_Extrait du texte_.
▼

PORT MORESBY (PAPOUASIE NOUVELLE GUINEE)
DARWIN (AUSTRALIE)
BALI (INDONESIE)
Septembre –Octobre 2008
Le triangle des « Mers Rudes », non !juste une petite ligne droite ou presque entre 3 points minuscules sur la planète…petite ligne à l’échelle de notre terre mais gigantesque à l’échelle de ma sphère à moi ,car riche d’instants magiques , de moments forts et d’émotion intense .
Tout pourrait se résumer sur un calendrier avec des dates, sur une carte avec des points GPS, le temps…, l’espace… , les références habituelles des récits habituels ;
Mais rien n’est habituel sur SOLEJA : les Milles du capitaine, plus de 200M en 24h( une paille tout de même à coté des 619M en 24h réalisés par Thomas.Coville sur Sodebo !! ), plus de 1000M par mois ,26.000 depuis son départ de France !..
Et pour une fois en entrant dans l’Océan Indien, 1600M au moteur, 300H de moteur, 450l de gazole que vous additionnez, que vous multipliez par Pi et divisé par 119 (le nombre de kilos de pâtes ingurgitées par icelui depuis son départ ) et vous aurez l’âge du capitaine …essayez , vous verrez , ça marche !!!
Des milles et des cents et juste une douzaine d’équipier(e)s à se partager ce cadeau de l’horizon toujours recommencé, de couchers de soleil empourprés, de levers de lune orangés, de mers vertes et violettes sous le buttoir du vent , de déferlantes translucides , couleur de verre sous l’écume blanche .
Des mers rudes, nous n’en n’avons point eu et l’on pourra partager ce parcours en intensité : Port Moresby , Détroit de Torrès , crescendo , Darwin sa chaleur et ses turpitudes douanières diminuando , Bali rongé par le tourisme moderato…
L’histoire que je vais vous raconter maintenant, peut-être l’avez-vous déjà lu dans les pages de Jacques, peut-être ne retrouverez-vous pas les mêmes images, les mêmes sons,
Chacun vit son épopée à sa mesure et avec son regard.

▲

_Matériel présenté_.
▼

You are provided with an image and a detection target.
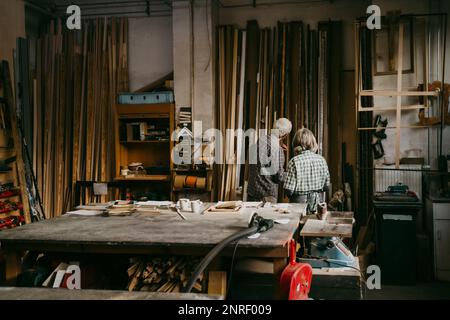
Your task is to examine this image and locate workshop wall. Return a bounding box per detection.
[219,0,371,69]
[128,17,173,91]
[172,0,216,131]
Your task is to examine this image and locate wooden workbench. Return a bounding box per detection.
[0,204,305,298]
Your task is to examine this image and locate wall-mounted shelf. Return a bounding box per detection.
[114,175,170,181]
[355,15,447,169]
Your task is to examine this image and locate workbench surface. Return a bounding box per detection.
[0,287,223,300]
[0,204,305,257]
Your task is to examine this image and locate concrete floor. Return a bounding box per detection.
[365,282,450,300]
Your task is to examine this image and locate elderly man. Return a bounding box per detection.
[247,118,292,203]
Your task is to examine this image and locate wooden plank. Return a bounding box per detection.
[0,60,31,223]
[395,23,403,169]
[208,271,227,298]
[359,90,439,97]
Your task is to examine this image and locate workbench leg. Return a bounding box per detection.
[273,258,286,300]
[4,250,22,286]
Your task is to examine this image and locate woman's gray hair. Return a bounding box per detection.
[292,128,319,154]
[273,118,292,137]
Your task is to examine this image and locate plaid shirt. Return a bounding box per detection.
[247,135,286,201]
[284,150,330,212]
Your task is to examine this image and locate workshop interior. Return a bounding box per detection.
[0,0,450,300]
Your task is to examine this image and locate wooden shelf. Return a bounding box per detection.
[358,104,429,112]
[114,174,170,181]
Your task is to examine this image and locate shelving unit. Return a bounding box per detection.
[114,104,175,199]
[355,16,447,169]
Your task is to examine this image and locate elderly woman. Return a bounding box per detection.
[247,118,292,203]
[284,128,330,213]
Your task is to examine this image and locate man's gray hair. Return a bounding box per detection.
[273,118,292,137]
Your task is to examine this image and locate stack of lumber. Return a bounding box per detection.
[127,256,206,293]
[34,18,128,217]
[216,20,339,201]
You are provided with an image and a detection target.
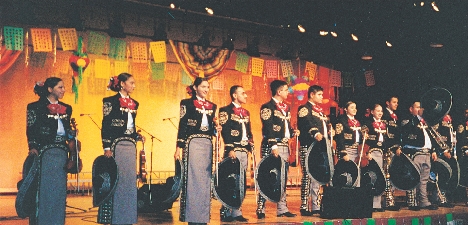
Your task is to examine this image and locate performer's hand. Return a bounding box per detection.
[395,148,401,156]
[271,149,279,158]
[315,133,323,141]
[229,150,236,159]
[444,151,452,159]
[104,150,112,158]
[174,147,182,160]
[28,148,39,156]
[432,152,437,161]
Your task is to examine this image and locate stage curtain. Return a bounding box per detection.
[169,40,233,80]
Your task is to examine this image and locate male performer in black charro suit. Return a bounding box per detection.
[297,85,330,216]
[257,80,299,219]
[382,96,401,211]
[396,101,438,211]
[219,85,253,222]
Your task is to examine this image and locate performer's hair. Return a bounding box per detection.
[107,73,132,92]
[34,77,62,98]
[187,77,208,98]
[307,85,323,98]
[270,80,288,96]
[229,85,242,101]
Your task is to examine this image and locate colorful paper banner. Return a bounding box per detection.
[150,41,167,63]
[31,28,52,52]
[57,28,78,51]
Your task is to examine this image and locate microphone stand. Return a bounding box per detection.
[135,125,162,205]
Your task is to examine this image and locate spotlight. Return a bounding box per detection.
[319,30,328,36]
[205,7,214,15]
[297,24,305,33]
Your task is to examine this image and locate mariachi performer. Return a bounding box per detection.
[430,114,458,208]
[98,73,140,224]
[297,85,333,216]
[362,104,388,212]
[20,77,76,224]
[257,80,299,219]
[382,96,400,211]
[219,85,253,222]
[396,101,438,211]
[174,77,220,224]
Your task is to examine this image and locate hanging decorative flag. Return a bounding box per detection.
[306,62,317,81]
[3,27,24,51]
[265,60,278,78]
[213,75,225,90]
[150,41,167,63]
[164,63,181,82]
[151,62,165,80]
[94,59,111,78]
[364,70,375,87]
[329,70,341,87]
[235,52,249,73]
[280,60,293,77]
[31,28,52,52]
[57,28,78,51]
[242,74,252,91]
[131,42,148,63]
[181,70,192,86]
[114,61,128,76]
[109,37,127,61]
[252,57,264,77]
[88,31,107,55]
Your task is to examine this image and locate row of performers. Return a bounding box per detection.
[16,73,468,224]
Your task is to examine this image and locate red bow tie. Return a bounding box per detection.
[276,102,288,112]
[372,121,387,130]
[234,107,249,117]
[47,104,67,115]
[348,119,361,127]
[312,105,323,113]
[193,100,213,110]
[119,98,136,110]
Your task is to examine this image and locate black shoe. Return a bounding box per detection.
[385,205,400,211]
[277,212,296,217]
[301,209,314,216]
[257,213,265,219]
[422,205,439,210]
[439,202,455,208]
[221,216,234,222]
[234,216,249,222]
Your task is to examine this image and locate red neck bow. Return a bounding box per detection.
[234,107,249,117]
[348,118,361,127]
[442,115,452,123]
[119,98,136,110]
[193,100,213,110]
[312,104,323,113]
[47,103,67,115]
[276,102,288,112]
[372,121,387,130]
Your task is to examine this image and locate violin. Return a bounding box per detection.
[138,134,147,183]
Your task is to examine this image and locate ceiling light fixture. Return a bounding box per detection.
[297,24,305,33]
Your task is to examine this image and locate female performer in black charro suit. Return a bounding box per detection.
[98,73,139,224]
[174,77,220,224]
[26,77,76,224]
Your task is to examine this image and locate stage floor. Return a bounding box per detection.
[0,188,468,225]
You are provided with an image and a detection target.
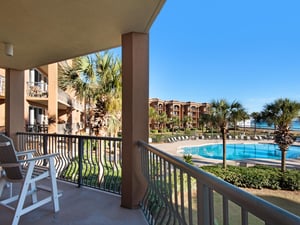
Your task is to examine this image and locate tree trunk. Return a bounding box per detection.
[281,150,286,173]
[221,128,227,169]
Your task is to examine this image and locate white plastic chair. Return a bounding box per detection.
[0,134,61,225]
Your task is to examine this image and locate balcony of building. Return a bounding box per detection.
[0,76,5,104]
[0,181,148,225]
[0,133,300,225]
[26,82,84,111]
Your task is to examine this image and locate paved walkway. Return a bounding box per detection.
[152,139,300,169]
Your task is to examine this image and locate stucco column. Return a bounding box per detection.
[121,33,149,208]
[48,63,58,133]
[5,69,25,145]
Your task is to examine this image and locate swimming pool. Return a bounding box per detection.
[182,144,300,160]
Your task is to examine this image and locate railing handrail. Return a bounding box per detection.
[16,132,122,141]
[17,132,122,194]
[139,141,300,225]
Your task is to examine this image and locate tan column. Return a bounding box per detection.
[48,63,58,133]
[121,33,149,208]
[5,69,25,143]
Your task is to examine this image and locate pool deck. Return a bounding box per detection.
[151,139,300,169]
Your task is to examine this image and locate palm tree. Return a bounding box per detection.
[251,112,262,136]
[149,106,159,129]
[231,105,249,135]
[95,51,122,136]
[158,112,168,130]
[58,56,97,134]
[199,113,211,133]
[58,52,122,134]
[210,99,243,169]
[262,98,300,172]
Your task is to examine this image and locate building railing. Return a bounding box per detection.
[26,82,48,98]
[17,133,122,194]
[139,142,300,225]
[0,76,5,96]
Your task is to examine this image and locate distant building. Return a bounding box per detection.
[149,98,209,131]
[0,61,84,134]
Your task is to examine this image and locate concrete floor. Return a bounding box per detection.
[0,181,148,225]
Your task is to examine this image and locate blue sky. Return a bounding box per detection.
[149,0,300,113]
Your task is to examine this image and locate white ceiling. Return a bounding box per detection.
[0,0,165,70]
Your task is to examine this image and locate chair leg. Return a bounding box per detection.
[49,158,59,212]
[11,163,34,225]
[0,177,6,197]
[30,182,37,204]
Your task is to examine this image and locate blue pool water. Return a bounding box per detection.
[183,144,300,160]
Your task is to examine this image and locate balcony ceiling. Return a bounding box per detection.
[0,0,165,70]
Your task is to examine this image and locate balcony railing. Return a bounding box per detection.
[17,133,122,194]
[13,133,300,225]
[139,142,300,225]
[27,82,48,98]
[0,76,5,96]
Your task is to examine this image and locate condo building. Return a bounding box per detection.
[149,98,209,128]
[0,63,84,134]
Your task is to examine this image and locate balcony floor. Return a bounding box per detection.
[0,181,148,225]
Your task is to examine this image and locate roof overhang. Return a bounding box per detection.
[0,0,165,70]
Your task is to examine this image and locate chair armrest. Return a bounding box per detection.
[0,163,20,168]
[18,153,59,163]
[16,150,36,156]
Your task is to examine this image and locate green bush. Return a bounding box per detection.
[201,166,300,191]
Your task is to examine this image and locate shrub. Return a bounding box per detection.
[201,166,300,191]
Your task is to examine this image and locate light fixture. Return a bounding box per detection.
[4,43,14,56]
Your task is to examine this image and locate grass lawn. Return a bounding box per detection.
[244,188,300,216]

▲

_Tâches à réaliser_.
1. Reformulez sous forme de liste le paragraphe du récit de navigation qui commence par « Des milles et des cents », en conservant ses faits essentiels.
2. Rédigez la suite du récit de navigation, après la phrase « Chacun vit son épopée à sa mesure et avec son regard. »
Le matériel présenté forme un ensemble indépendant du récit de navigation.

_Réponses aux tâches_.
1.
- Une douzaine d'équipiers et d'équipières se partagent ces milles.
- Ils reçoivent en cadeau un horizon toujours recommencé.
- Ils voient des couchers de soleil empourprés et des levers de lune orangés.
- Les mers sont vertes et violettes sous la poussée du vent.
- Les déferlantes sont translucides, couleur de verre sous l'écume blanche.

2.
Port Moresby :
Le stade en face de la marina, il s’y produit la fête des groupes ethniques de PNG
Au milieu de cette foule bigarrée il y a 2 blancs accueillis , reconnus dans cette cérémonie où chaque groupe de tous les horizons de la PNG vient traduire ses traditions , son langage , le corps orné de toutes les parures chamarrées , fiers de représenter leur communauté avec les costumes traditionnels .
Il y a eu aussi ce moment d’émotion où tout un groupe assis à même le sol chante en se tenant par la main comme une mémoire ancestrale qui resurgit dans leurs cœurs, sur leurs lèvres et dans leurs bras à travers une mélopée sans fin.
Contraste saisissant, la marina est à 2 pas ; ici c’est le monde policé, aseptisé, conventionné ( Jacques a du dévisser sa casquette !..un comble .. ! )des Australiens . Ils sont 12.000 en PNG investissant dans tous les domaines possibles ….business is business et rien d’autre !
La fête d’à coté les a laissés indifférents ; dans ce pays tout leur est permis y compris d’ignorer le monde des autochtones qui les entourent et avec lesquels ils ne commercent pas.
Voilà qui ne me mets pas en bonne disposition pour aller leur rendre visite et pourtant nous larguons les amarres pour rejoindre le détroit de Torres, passage obligé pour atteindre l’Australie et Darwin sur la cote NE.
Le détroit de Torres, une voie mythique comme certaines sur la planète car elles sont la trace de l’humain, le sillon où sont semées les routes qui rejoignent les continents, fut traversée pour la 1ere fois par le navigateur portugais en 1605 ; mais c’est le géographe écossais Dalrymphe qui lui donna son nom en 1769 après avoir lu le rapport de Torrès sur son périple entre le Pérou et Manille.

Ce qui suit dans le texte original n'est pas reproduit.